Detection annotation records:
··········

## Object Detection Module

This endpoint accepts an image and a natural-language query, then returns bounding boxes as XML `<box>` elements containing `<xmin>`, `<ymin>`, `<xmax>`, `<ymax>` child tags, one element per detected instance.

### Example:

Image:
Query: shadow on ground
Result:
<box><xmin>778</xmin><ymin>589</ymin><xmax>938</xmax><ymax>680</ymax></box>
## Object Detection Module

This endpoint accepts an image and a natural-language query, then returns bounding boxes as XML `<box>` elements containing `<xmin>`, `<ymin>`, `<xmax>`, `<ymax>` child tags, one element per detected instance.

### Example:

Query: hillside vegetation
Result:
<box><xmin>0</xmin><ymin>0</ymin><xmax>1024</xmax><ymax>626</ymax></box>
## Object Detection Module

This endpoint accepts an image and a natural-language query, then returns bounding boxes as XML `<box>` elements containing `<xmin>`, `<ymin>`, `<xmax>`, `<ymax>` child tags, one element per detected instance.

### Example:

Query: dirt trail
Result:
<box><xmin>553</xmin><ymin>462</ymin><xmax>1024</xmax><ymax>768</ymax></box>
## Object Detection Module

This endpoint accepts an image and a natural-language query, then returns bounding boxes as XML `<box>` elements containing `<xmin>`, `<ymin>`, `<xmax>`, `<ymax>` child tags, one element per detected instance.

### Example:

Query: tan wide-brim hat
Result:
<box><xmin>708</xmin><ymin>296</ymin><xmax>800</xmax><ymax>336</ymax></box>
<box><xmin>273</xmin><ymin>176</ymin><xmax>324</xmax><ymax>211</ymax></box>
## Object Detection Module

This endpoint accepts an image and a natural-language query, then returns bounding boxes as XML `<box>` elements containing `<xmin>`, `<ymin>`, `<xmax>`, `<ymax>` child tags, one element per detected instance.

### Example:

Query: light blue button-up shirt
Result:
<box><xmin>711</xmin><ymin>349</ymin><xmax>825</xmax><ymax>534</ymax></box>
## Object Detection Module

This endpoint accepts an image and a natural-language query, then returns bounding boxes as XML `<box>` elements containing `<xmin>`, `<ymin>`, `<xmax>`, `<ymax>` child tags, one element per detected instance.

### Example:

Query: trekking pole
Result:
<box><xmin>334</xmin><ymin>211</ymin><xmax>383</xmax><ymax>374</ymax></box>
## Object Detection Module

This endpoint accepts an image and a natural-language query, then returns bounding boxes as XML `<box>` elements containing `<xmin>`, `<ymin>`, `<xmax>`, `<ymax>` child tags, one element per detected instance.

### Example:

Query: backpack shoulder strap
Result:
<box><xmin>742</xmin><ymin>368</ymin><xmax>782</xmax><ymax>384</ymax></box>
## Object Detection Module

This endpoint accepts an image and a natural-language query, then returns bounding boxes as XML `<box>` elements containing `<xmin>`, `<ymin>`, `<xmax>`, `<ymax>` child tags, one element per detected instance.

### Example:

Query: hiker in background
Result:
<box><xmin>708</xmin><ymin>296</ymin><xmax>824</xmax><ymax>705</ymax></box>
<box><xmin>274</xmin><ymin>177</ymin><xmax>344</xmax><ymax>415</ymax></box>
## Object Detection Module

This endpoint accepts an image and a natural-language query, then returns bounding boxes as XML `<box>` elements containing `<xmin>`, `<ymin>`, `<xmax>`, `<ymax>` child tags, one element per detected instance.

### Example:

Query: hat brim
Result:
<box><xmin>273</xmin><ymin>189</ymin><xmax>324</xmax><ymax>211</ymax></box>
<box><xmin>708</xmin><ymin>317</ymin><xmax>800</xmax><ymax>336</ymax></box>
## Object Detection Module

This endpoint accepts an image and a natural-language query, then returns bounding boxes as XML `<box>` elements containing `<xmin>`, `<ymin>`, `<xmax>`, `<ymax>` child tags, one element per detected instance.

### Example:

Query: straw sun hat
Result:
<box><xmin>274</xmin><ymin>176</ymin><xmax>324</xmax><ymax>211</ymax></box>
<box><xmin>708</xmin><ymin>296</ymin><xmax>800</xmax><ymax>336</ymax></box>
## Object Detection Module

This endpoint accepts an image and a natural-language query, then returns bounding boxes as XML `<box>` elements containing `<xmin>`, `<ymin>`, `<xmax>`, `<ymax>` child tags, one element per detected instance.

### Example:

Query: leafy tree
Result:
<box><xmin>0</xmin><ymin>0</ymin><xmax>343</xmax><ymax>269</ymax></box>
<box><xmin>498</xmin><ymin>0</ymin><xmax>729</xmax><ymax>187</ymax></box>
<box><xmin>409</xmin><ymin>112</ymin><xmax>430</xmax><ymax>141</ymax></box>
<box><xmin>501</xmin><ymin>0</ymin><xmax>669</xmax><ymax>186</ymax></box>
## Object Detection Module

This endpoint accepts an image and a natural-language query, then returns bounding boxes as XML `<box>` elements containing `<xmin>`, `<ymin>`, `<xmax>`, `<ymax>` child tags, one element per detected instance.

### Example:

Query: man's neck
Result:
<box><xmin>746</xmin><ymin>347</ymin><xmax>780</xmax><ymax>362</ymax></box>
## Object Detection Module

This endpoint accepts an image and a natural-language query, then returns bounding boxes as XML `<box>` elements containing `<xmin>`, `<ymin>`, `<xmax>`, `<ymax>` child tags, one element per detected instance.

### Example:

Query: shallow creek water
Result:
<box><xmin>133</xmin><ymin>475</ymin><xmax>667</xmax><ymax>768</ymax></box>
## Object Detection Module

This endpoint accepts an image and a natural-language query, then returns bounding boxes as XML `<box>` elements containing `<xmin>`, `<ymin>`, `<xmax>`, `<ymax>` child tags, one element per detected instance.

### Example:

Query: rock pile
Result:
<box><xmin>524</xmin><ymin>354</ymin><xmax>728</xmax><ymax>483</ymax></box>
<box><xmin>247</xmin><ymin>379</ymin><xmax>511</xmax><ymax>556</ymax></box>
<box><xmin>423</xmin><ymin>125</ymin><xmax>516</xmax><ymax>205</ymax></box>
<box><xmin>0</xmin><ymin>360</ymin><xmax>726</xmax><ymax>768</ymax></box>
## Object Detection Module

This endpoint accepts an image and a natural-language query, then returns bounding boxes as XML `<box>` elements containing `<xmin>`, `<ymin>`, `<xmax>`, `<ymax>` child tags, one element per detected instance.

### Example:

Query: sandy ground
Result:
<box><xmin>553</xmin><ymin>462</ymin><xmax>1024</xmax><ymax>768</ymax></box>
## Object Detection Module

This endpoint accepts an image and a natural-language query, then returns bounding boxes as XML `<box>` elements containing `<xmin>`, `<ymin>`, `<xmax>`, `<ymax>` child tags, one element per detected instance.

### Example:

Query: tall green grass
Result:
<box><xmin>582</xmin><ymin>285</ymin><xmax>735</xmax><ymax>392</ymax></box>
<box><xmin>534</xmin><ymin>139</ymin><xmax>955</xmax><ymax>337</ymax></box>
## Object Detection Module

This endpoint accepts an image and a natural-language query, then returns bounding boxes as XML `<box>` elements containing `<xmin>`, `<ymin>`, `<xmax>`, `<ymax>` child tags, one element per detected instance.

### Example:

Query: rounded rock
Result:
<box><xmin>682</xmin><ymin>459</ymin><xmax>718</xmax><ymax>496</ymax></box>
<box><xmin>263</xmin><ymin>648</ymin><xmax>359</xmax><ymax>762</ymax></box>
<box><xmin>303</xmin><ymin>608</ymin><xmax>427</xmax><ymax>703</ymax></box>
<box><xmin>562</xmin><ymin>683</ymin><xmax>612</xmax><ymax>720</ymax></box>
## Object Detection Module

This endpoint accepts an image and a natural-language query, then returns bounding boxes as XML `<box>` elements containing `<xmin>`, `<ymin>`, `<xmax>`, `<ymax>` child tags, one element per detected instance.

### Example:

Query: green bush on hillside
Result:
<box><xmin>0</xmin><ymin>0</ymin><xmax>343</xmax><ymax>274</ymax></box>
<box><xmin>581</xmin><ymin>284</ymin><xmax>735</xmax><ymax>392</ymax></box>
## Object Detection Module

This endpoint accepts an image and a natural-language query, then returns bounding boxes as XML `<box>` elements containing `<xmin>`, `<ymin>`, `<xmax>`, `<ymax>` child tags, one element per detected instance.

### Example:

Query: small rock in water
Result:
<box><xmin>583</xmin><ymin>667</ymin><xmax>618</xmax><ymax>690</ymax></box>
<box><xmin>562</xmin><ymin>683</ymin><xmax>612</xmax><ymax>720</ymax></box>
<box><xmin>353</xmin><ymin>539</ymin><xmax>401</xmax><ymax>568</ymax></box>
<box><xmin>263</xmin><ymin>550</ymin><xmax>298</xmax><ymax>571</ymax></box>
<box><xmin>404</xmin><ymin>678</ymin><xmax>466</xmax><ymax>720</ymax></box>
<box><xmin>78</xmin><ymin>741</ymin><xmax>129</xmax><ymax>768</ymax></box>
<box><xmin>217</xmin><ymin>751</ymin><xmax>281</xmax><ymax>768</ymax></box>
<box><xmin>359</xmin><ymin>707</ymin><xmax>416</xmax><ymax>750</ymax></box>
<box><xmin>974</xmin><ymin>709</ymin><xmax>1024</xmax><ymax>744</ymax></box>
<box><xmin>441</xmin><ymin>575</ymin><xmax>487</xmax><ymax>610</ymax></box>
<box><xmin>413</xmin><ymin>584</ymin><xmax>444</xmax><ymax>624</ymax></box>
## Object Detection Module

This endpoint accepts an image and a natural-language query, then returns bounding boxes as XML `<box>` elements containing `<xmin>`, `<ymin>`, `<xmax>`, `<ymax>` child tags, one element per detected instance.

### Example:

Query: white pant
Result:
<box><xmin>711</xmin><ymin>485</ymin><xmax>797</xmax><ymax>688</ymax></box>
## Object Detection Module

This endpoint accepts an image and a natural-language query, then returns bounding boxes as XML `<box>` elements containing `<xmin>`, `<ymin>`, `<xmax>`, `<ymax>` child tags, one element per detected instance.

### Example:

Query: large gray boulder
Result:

··········

Task statement
Pick out every line in the items above that contains the string "water", and copy each one.

Answer to this problem
Query: shallow creek water
Query: small rock in water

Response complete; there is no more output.